Return verbatim the run of lines that opens with the line holding "Target: green lichen" and closes with the last line of the records.

Dataset entries:
+ + + +
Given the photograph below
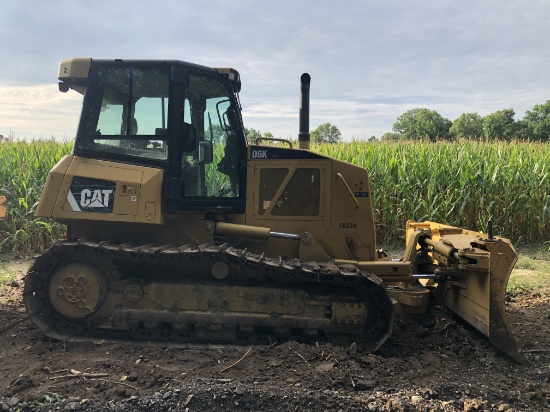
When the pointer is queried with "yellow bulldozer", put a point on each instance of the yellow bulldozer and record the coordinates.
(179, 230)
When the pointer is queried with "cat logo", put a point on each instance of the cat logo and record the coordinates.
(97, 198)
(91, 195)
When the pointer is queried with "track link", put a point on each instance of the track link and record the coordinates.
(85, 290)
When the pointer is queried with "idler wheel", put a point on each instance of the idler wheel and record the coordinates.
(77, 290)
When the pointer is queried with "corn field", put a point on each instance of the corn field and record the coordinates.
(465, 184)
(23, 170)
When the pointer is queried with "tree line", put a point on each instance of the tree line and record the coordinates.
(425, 124)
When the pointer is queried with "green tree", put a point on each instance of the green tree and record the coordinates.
(467, 125)
(500, 125)
(420, 123)
(389, 136)
(537, 122)
(251, 135)
(326, 133)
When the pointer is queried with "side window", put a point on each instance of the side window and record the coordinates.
(208, 117)
(300, 195)
(270, 182)
(129, 114)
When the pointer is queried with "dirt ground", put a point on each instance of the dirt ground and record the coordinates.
(431, 362)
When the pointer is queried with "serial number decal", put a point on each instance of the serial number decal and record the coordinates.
(347, 225)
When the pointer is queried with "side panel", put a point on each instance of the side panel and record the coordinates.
(337, 212)
(351, 234)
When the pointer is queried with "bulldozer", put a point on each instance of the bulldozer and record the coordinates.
(178, 229)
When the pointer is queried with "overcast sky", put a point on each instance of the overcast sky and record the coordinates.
(370, 61)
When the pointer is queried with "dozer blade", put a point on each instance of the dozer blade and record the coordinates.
(472, 274)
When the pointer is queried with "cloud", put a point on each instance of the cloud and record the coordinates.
(38, 112)
(370, 61)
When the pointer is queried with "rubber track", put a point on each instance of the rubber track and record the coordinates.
(376, 329)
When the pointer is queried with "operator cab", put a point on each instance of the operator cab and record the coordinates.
(177, 116)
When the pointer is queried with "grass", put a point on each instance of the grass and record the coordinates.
(464, 183)
(531, 274)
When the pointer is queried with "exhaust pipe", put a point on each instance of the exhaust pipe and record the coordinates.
(303, 134)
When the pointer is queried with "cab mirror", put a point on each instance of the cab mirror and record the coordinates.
(206, 152)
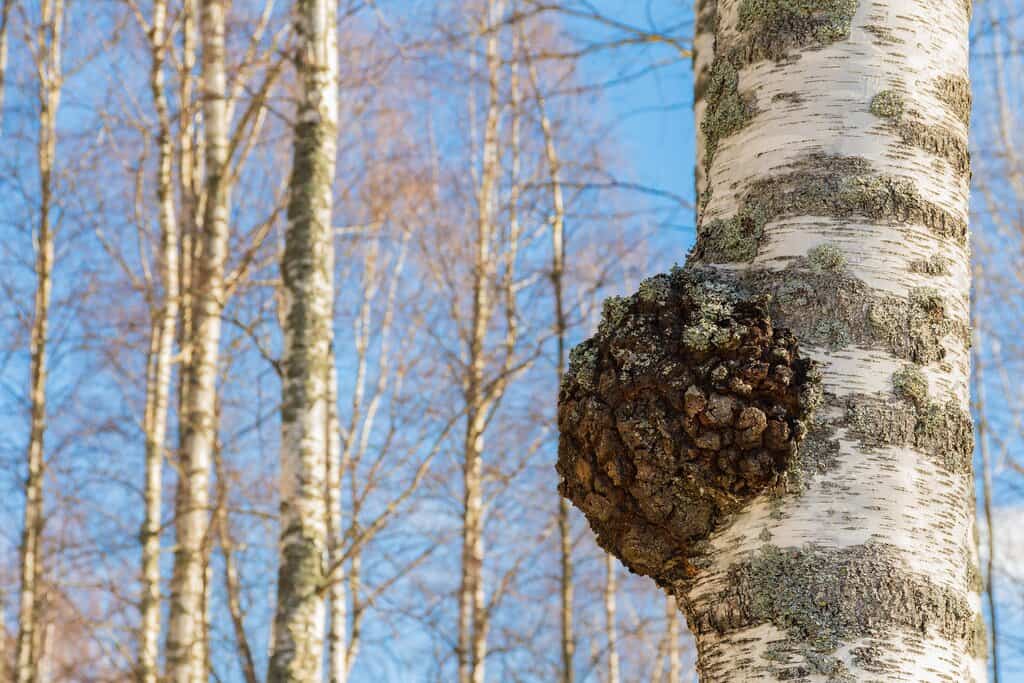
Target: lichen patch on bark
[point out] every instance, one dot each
(943, 431)
(819, 185)
(822, 598)
(954, 91)
(728, 110)
(823, 304)
(774, 29)
(684, 407)
(945, 143)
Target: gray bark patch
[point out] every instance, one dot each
(823, 597)
(947, 144)
(820, 185)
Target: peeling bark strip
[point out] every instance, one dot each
(851, 559)
(307, 267)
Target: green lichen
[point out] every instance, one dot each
(823, 598)
(826, 258)
(835, 309)
(975, 582)
(954, 91)
(583, 366)
(727, 110)
(910, 383)
(820, 185)
(950, 145)
(732, 240)
(888, 104)
(979, 638)
(942, 431)
(654, 289)
(773, 29)
(914, 328)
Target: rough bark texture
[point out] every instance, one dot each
(47, 49)
(186, 637)
(685, 406)
(165, 310)
(835, 136)
(307, 267)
+ + + +
_Solution_
Target: green lichen
[point out] every instance, one dot each
(823, 598)
(826, 258)
(835, 309)
(975, 582)
(954, 91)
(583, 366)
(727, 110)
(910, 383)
(820, 185)
(950, 145)
(732, 240)
(888, 104)
(979, 638)
(942, 431)
(654, 289)
(773, 29)
(914, 328)
Target: rough bark texture
[point out] every instance, one dot each
(47, 49)
(186, 637)
(685, 406)
(165, 310)
(835, 136)
(307, 267)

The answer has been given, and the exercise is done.